-- SUPPLIED PASSAGE start --

Though they had been in the works for the past five years, the first official confirmation that Pakistan had deployed tactical nuclear weapons to thwart an Indian aggression was made by the country's foreign secretary, Aizaz Ahmad Chaudhry, at a press briefing before Prime Minister Nawaz Sharif's bilateral meeting with Obama last October. The timing of Chaudhry's announcement was significant and clearly meant to warn both the US and India. For months, there was speculation that Pakistan had requested the US to give it a civil nuclear deal similar to the one India signed in 2005. In return, the US was forcing Pakistan to roll back its nuclear weapons programme, including stopping the development of tactical nuclear weapons and agreeing to sign the Fissile Material Cut-off Treaty (FMCT) and the Comprehensive Test Ban Treaty (CTBT) that would further limit its nuclear capability.

-- SUPPLIED PASSAGE end --

— WRITTEN INSTRUCTION A —
Identify each line of the records that contains the string "rings", and copy those lines.
The records have no connection to the passage above them.

-- RAW DATA start --

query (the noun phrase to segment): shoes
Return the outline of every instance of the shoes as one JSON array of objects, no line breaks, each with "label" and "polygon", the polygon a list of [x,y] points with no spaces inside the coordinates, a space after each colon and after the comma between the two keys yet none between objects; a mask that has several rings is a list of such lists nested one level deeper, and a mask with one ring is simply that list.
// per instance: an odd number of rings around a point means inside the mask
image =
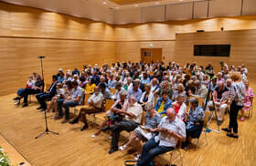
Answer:
[{"label": "shoes", "polygon": [[221,124],[222,124],[222,120],[218,119],[218,120],[217,120],[217,125],[218,125],[218,126],[220,126]]},{"label": "shoes", "polygon": [[112,154],[113,153],[114,151],[117,151],[118,150],[118,148],[112,148],[110,150],[109,150],[109,154]]},{"label": "shoes", "polygon": [[65,123],[67,123],[69,121],[69,119],[63,119],[63,121],[61,121],[61,124],[65,124]]},{"label": "shoes", "polygon": [[126,145],[123,145],[123,146],[121,146],[121,147],[119,147],[118,149],[120,150],[124,150],[125,149],[127,148],[127,146]]},{"label": "shoes", "polygon": [[233,138],[233,139],[238,139],[239,136],[238,135],[234,135],[234,134],[227,134],[228,137]]},{"label": "shoes", "polygon": [[42,108],[42,106],[40,106],[40,107],[37,108],[37,109],[43,109],[43,108]]},{"label": "shoes", "polygon": [[45,109],[43,109],[42,110],[41,110],[41,112],[42,113],[45,113],[47,110]]},{"label": "shoes", "polygon": [[20,100],[20,98],[19,97],[16,97],[13,99],[13,100]]},{"label": "shoes", "polygon": [[80,131],[83,131],[83,130],[87,130],[87,128],[88,128],[88,124],[85,123],[85,124],[83,125],[83,127],[80,129]]},{"label": "shoes", "polygon": [[111,130],[111,127],[110,126],[106,126],[106,127],[101,129],[101,131],[105,132],[105,131],[107,131],[109,130]]},{"label": "shoes", "polygon": [[229,130],[228,128],[222,128],[221,130],[224,130],[224,131],[227,131],[227,132],[231,132],[231,130]]},{"label": "shoes", "polygon": [[61,116],[56,116],[56,117],[54,117],[54,119],[55,119],[55,120],[57,120],[57,119],[62,119],[62,117],[61,117]]},{"label": "shoes", "polygon": [[69,121],[70,124],[75,124],[79,122],[79,118],[75,118],[72,121]]},{"label": "shoes", "polygon": [[135,157],[134,157],[134,161],[138,161],[141,158],[141,154],[137,154]]},{"label": "shoes", "polygon": [[26,107],[27,107],[28,106],[28,104],[27,103],[24,103],[24,105],[22,106],[23,108],[26,108]]}]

-- RAW DATA end --

— WRITTEN INSTRUCTION B —
Answer these questions from the passage on Pakistan's tactical nuclear weapons:
(i) Who gave the first official confirmation that Pakistan had deployed tactical nuclear weapons?
(ii) In what year did India sign its civil nuclear deal with the US?
(iii) Which two treaties was the US pressing Pakistan to sign?

— OUTPUT A —
Return the outline of every instance of the shoes as one JSON array of objects, no line breaks, each with "label" and "polygon", the polygon a list of [x,y] points with no spaces inside the coordinates, a space after each colon and after the comma between the two keys yet none between objects; a mask that has several rings is a list of such lists nested one level deeper, and a mask with one ring is simply that list.
// per instance: an odd number of rings around a point means inside the mask

— OUTPUT B —
(i) Pakistan's foreign secretary, Aizaz Ahmad Chaudhry.
(ii) 2005.
(iii) The Fissile Material Cut-off Treaty (FMCT) and the Comprehensive Test Ban Treaty (CTBT).